Exercises:
a - In the Bonsai gizmo excerpt, list every value that the comment on the GizmoType column gives.
b - Copy the part of the Bonsai gizmo excerpt starting with "Interaction features (all" and going on through "-- 'pitch', 'span', 'radius', etc.", word for word.
c - Rewrite the paragraph of the Bonsai gizmo excerpt that begins "The key design decision:" more briefly, keeping its main facts.

This is the same interaction Bonsai already provides for doors, windows, and stairs — but driven by forge formulas instead of hardcoded geometry, and enriched with compliance + cost that Bonsai doesn't show.

3.2 Bonsai's Existing Gizmo Infrastructure (Verified)

Bonsai ships an enterprise-grade gizmo framework. We use it, not rebuild it.

Core infrastructure: drawing/gizmos.py (58K+ lines)

Gizmo type	What it does	Used by
GizmoDimension	Drag arrow + text label along an axis	Door width, stair height
GizmoLock	Toggle icon (lock/unlock a parameter)	Stair total length lock
GizmoPlus / GizmoMinus	Click to increment/decrement integer	Stair tread count
GizmoCycle	Click to cycle through types	Door swing direction
GizmoValidate / GizmoCancel	Confirm / cancel editing	All parametric elements
GizmoArc	Arc visualization for rotational params	—

Existing parametric gizmo groups: - GizmoDoorEdition — width, height, panel count, swing type - GizmoWindowEdition — width, height, sill height - GizmoStairEdition — 11 dimension gizmos + lock + plus/minus + cycle

Interaction features (all built-in): - Drag along constrained axis - Ctrl = snap to nearby vertices (KD-tree) - Shift = precision mode (0.1× movement) - Click without drag → keyboard numeric input (supports units: mm, cm, m) - View-dependent positioning (gizmos face the camera)

Pattern: BaseParametricGizmoGroup mixin + DimensionGizmoConfig list.

3.3 Metadata-Driven Gizmo Configuration

The key design decision: Gizmo configurations come from the database, not from hardcoded Python classes. One generic ForgeGizmoGroup reads metadata rows and creates handles dynamically.

Table: ad_forge_gizmo

CREATE TABLE ad_forge_gizmo (
    AD_Forge_Gizmo_ID   INTEGER PRIMARY KEY AUTOINCREMENT,
    PieceType            TEXT NOT NULL,      -- 'SLOPE_CUT', 'DOME_SECTION', etc.
    ParamName            TEXT NOT NULL,      -- 'pitch', 'span', 'radius', etc.
    GizmoType            TEXT NOT NULL,      -- 'DIMENSION', 'PLUS_MINUS', 'CYCLE', 'LOCK'
    Axis                 TEXT NOT NULL,      -- 'X', 'Y', 'Z', 'ROTATION', 'SCALE'
    MinValue             REAL,              -- compliance min (maps to ForgeEngine check)
    MaxValue             REAL,              -- compliance max
    StepSize             REAL,              -- for PLUS_MINUS: increment per click
    Label                TEXT NOT NULL,      -- display label: "Pitch °", "Span mm"

Listed entries:
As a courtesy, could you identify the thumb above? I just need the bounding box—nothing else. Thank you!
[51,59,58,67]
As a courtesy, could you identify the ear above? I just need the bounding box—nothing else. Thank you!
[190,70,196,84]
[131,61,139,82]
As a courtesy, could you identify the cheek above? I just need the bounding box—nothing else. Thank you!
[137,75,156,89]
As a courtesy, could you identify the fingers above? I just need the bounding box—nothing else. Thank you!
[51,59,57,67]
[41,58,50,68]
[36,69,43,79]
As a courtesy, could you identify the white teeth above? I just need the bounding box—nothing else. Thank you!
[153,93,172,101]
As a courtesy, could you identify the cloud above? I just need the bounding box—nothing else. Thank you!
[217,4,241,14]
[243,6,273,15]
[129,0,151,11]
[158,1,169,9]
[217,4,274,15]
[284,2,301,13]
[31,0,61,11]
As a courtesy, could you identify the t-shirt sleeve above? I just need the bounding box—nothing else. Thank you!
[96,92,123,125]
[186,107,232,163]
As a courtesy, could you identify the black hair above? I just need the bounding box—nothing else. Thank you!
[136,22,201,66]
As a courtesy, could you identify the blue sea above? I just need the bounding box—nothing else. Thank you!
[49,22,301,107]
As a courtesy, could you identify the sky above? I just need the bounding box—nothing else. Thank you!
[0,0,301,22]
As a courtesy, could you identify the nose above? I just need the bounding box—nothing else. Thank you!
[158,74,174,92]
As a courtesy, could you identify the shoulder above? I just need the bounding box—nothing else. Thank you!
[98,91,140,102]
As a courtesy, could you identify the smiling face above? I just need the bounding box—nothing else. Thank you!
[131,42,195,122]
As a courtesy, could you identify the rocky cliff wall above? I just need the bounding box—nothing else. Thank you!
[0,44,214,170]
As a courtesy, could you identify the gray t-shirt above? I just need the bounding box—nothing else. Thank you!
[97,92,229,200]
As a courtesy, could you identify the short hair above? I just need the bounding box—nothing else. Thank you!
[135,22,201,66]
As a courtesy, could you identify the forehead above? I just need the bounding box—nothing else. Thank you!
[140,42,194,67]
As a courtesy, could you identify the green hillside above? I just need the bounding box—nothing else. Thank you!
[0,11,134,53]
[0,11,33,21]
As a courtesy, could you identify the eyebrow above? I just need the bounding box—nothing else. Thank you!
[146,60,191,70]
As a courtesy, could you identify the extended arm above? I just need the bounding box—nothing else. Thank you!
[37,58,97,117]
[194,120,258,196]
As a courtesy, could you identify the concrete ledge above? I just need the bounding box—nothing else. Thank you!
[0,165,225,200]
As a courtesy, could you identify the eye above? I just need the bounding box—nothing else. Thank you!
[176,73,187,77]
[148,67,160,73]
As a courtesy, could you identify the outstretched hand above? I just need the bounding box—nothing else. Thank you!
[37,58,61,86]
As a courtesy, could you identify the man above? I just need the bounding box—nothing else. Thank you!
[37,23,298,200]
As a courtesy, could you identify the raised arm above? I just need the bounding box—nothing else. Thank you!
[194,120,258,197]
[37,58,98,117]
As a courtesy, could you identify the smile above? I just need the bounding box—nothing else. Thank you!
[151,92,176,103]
---
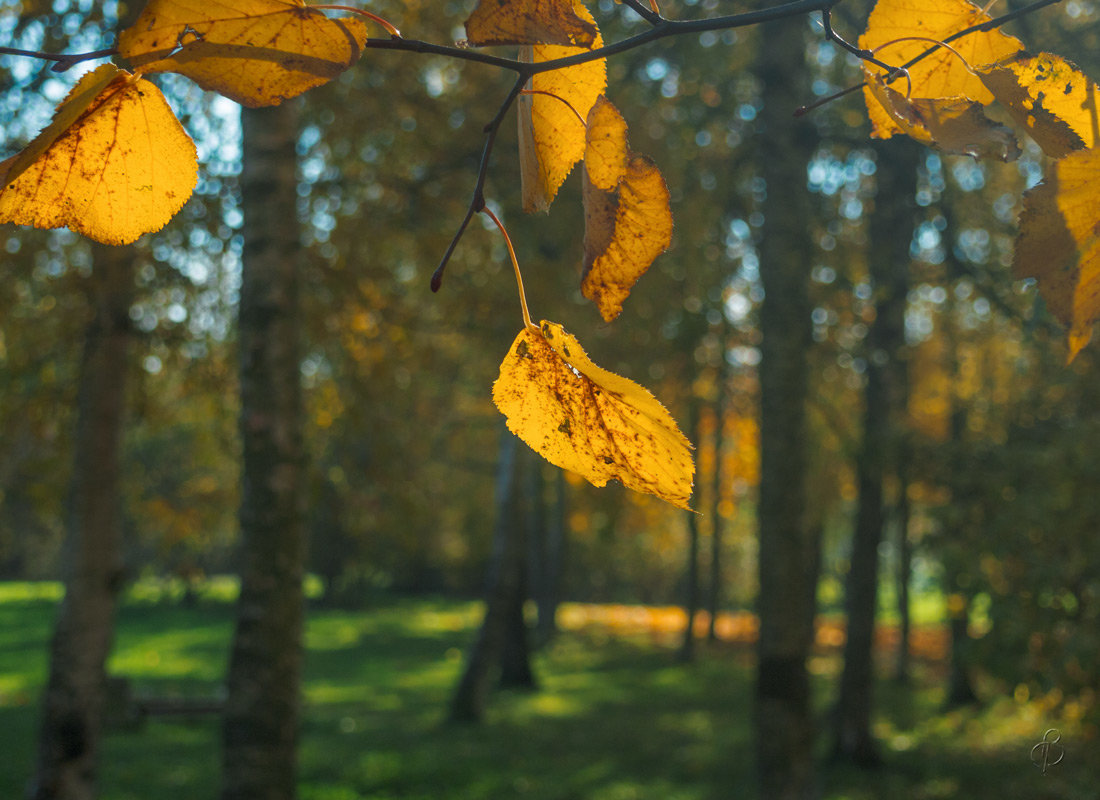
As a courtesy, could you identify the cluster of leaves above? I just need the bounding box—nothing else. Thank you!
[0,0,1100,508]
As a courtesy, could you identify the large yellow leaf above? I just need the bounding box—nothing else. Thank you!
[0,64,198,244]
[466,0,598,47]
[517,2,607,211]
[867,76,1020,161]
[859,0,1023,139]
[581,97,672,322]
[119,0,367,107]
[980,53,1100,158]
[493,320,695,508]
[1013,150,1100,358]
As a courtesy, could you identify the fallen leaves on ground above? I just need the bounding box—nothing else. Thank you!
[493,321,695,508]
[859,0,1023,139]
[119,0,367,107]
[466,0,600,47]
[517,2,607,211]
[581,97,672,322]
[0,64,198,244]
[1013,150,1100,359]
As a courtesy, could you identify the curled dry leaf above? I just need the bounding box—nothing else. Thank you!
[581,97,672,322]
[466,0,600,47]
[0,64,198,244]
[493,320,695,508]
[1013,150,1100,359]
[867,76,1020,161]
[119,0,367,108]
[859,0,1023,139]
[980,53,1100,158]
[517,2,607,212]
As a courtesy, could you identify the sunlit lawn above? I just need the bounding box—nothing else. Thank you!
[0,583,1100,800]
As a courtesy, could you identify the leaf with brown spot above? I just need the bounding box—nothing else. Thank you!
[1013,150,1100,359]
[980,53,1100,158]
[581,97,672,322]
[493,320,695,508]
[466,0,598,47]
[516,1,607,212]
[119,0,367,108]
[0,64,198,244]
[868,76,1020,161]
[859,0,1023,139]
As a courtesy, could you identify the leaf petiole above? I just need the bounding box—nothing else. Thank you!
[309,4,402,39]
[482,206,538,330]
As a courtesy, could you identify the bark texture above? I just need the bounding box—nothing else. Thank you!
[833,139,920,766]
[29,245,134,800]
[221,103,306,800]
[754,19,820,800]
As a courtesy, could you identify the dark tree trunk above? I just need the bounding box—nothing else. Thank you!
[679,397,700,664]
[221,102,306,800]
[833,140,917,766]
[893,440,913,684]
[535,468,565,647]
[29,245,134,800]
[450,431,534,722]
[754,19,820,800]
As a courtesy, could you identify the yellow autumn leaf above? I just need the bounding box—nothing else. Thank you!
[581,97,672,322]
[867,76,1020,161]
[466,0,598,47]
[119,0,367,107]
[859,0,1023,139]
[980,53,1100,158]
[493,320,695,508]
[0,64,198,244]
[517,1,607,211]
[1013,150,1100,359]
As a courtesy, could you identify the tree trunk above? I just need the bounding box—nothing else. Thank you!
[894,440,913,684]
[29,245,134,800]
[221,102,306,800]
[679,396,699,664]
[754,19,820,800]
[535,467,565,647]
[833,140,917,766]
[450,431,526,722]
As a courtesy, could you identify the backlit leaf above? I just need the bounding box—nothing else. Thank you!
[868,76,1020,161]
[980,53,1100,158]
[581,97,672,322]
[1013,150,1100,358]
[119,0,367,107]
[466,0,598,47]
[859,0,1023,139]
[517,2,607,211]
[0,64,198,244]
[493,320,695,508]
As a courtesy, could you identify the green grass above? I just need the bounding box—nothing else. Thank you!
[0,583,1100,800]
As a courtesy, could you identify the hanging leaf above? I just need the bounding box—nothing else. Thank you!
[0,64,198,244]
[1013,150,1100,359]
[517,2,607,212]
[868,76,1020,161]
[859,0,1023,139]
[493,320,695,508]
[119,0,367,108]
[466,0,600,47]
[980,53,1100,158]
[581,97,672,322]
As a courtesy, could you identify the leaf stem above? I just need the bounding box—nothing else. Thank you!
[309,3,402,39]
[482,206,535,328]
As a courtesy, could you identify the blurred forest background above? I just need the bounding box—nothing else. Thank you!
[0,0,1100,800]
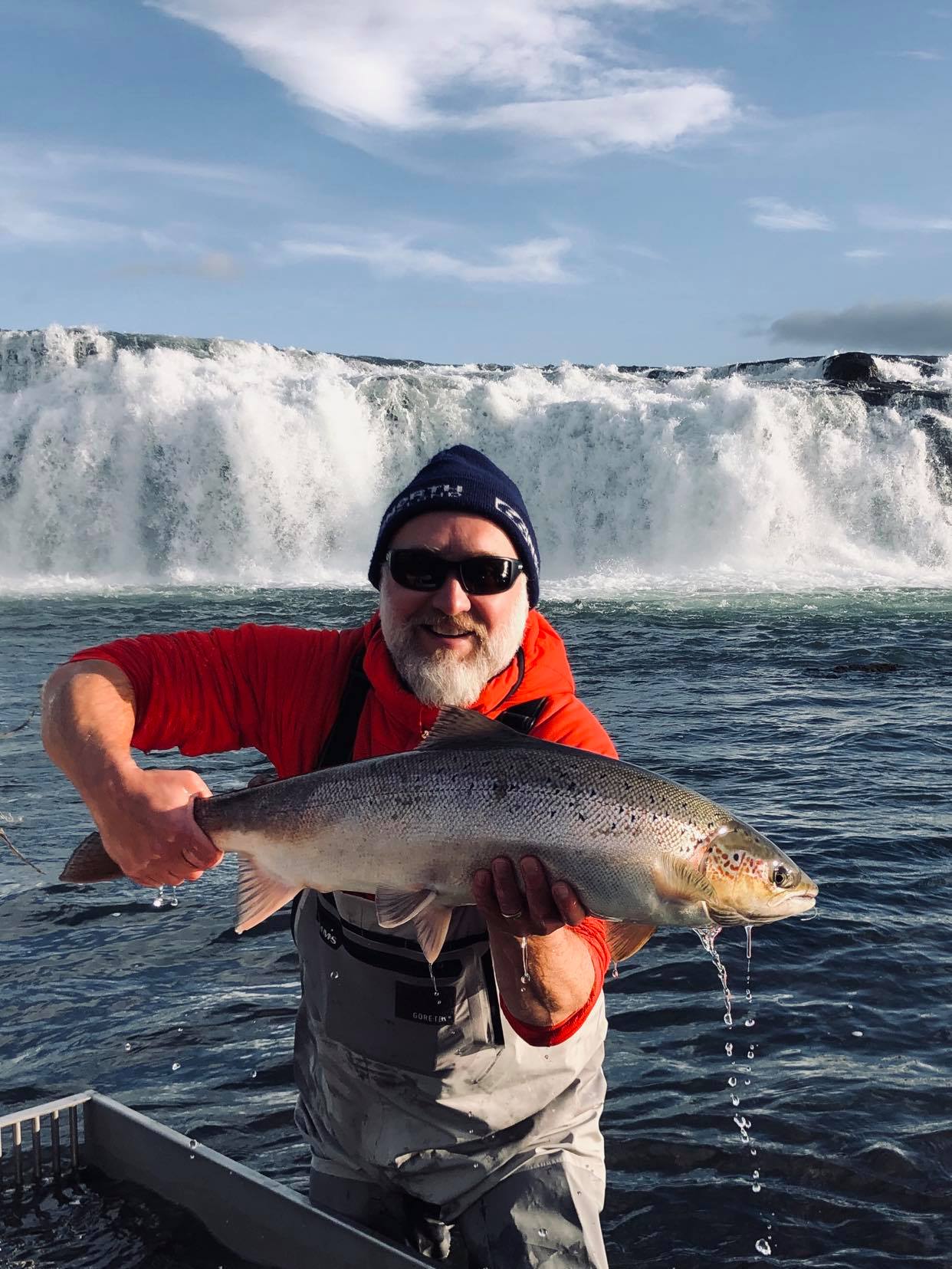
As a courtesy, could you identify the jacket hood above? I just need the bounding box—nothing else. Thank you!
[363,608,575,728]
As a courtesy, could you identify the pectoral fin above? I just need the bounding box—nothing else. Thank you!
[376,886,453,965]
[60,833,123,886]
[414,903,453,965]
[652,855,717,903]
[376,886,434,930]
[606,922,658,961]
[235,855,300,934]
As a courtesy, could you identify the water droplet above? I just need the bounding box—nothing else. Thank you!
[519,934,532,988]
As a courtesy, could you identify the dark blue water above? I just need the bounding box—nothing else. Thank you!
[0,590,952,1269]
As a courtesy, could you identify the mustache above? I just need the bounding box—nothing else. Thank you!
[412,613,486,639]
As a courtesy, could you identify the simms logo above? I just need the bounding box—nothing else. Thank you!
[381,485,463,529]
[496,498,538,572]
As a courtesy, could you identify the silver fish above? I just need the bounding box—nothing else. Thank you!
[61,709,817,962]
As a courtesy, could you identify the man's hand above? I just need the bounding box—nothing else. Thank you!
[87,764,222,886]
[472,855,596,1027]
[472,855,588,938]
==
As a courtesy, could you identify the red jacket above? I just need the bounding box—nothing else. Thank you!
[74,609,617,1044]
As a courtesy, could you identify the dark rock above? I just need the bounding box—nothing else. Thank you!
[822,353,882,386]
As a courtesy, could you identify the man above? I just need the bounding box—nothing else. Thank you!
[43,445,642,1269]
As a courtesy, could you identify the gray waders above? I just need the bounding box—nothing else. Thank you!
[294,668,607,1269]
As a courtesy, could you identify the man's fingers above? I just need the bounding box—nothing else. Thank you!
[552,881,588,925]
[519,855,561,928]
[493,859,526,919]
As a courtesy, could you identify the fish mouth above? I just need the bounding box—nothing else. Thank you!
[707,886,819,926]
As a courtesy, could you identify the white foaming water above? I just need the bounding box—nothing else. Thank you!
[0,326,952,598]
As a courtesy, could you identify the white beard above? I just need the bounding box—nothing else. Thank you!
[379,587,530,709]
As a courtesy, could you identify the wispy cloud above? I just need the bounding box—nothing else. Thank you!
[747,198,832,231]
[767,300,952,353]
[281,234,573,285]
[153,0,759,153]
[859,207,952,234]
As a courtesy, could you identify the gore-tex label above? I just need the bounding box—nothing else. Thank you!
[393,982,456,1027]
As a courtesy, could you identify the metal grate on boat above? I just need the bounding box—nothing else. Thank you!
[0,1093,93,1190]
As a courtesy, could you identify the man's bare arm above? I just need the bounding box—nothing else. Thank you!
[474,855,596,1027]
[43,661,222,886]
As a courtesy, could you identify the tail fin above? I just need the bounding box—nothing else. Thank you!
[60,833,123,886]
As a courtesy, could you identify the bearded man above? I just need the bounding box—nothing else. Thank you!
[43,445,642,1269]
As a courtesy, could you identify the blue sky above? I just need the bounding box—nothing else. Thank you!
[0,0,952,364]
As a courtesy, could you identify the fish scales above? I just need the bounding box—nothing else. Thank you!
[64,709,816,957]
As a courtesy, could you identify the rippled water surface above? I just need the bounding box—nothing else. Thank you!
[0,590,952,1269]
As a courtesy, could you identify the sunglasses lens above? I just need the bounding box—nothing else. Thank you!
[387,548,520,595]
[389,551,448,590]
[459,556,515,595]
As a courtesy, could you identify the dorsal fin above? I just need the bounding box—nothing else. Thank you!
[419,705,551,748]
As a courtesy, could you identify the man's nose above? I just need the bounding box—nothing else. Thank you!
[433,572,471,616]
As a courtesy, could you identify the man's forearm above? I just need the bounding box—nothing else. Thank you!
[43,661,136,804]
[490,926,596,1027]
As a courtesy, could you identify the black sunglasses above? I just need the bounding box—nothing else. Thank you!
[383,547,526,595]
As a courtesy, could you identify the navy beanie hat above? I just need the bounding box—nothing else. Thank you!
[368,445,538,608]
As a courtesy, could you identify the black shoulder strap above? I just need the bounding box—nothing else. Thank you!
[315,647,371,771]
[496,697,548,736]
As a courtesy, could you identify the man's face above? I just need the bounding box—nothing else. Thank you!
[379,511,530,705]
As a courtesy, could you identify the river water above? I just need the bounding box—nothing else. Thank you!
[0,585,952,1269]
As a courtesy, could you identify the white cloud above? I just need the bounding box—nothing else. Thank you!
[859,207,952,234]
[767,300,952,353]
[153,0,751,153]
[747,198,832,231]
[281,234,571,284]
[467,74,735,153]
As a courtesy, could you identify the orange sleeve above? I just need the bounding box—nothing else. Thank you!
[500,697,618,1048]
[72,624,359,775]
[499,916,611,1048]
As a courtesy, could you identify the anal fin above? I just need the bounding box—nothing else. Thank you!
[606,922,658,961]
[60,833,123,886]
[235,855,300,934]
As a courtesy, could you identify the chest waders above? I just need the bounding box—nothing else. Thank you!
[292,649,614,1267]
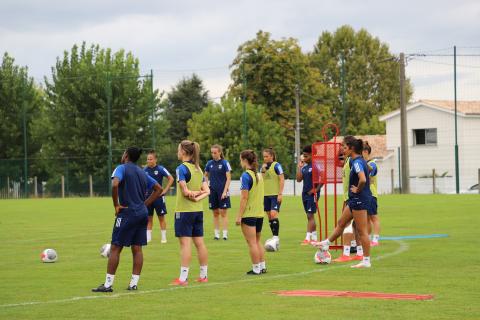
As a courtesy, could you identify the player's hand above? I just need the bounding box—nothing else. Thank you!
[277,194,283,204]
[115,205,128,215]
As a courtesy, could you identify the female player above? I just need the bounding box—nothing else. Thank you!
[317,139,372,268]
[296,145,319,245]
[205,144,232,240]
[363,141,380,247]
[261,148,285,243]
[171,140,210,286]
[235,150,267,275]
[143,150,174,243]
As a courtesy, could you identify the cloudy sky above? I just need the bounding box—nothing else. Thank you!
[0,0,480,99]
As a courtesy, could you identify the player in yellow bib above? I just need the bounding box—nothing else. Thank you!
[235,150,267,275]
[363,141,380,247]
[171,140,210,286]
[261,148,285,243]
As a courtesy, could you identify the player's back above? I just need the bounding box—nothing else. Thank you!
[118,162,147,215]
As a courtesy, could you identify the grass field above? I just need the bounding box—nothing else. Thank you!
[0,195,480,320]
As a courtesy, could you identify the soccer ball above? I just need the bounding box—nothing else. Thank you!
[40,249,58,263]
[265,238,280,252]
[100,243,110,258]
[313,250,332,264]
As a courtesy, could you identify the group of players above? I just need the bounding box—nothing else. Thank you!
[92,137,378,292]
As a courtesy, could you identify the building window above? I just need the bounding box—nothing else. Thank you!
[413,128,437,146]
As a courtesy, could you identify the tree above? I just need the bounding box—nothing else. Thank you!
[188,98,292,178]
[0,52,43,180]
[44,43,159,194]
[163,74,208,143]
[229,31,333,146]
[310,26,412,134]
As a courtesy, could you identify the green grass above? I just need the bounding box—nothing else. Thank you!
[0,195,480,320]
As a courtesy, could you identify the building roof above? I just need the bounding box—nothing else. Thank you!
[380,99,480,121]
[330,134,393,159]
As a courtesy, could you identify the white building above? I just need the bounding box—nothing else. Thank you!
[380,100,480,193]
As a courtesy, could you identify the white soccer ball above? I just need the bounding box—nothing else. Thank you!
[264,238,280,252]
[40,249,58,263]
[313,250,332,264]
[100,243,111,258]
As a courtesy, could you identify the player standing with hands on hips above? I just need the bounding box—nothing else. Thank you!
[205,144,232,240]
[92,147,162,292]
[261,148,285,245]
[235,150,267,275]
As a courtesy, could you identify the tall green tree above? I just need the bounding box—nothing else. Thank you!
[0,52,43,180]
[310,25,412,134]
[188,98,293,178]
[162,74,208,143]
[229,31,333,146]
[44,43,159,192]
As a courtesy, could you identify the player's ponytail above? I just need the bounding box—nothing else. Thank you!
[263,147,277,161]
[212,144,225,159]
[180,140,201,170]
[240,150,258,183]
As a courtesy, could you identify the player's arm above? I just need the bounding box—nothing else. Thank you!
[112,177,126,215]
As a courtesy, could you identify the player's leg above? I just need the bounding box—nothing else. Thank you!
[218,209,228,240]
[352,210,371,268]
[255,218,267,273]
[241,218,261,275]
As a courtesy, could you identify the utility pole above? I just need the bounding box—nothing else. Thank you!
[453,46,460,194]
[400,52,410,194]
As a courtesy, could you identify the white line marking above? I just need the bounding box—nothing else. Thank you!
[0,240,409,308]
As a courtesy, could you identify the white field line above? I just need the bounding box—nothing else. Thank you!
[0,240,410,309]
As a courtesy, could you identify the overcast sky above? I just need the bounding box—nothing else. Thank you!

Answers to the tasks:
a - 'DIMENSION', 'PLUS_MINUS', 'CYCLE', 'LOCK'

b -
Interaction features (all built-in): - Drag along constrained axis - Ctrl = snap to nearby vertices (KD-tree) - Shift = precision mode (0.1× movement) - Click without drag → keyboard numeric input (supports units: mm, cm, m) - View-dependent positioning (gizmos face the camera)

Pattern: BaseParametricGizmoGroup mixin + DimensionGizmoConfig list.

3.3 Metadata-Driven Gizmo Configuration

The key design decision: Gizmo configurations come from the database, not from hardcoded Python classes. One generic ForgeGizmoGroup reads metadata rows and creates handles dynamically.

Table: ad_forge_gizmo

CREATE TABLE ad_forge_gizmo (
    AD_Forge_Gizmo_ID   INTEGER PRIMARY KEY AUTOINCREMENT,
    PieceType            TEXT NOT NULL,      -- 'SLOPE_CUT', 'DOME_SECTION', etc.
    ParamName            TEXT NOT NULL,      -- 'pitch', 'span', 'radius', etc.

c - Key design choice: gizmo configurations come from database metadata, not hardcoded Python classes, and one generic ForgeGizmoGroup builds handles from those rows dynamically.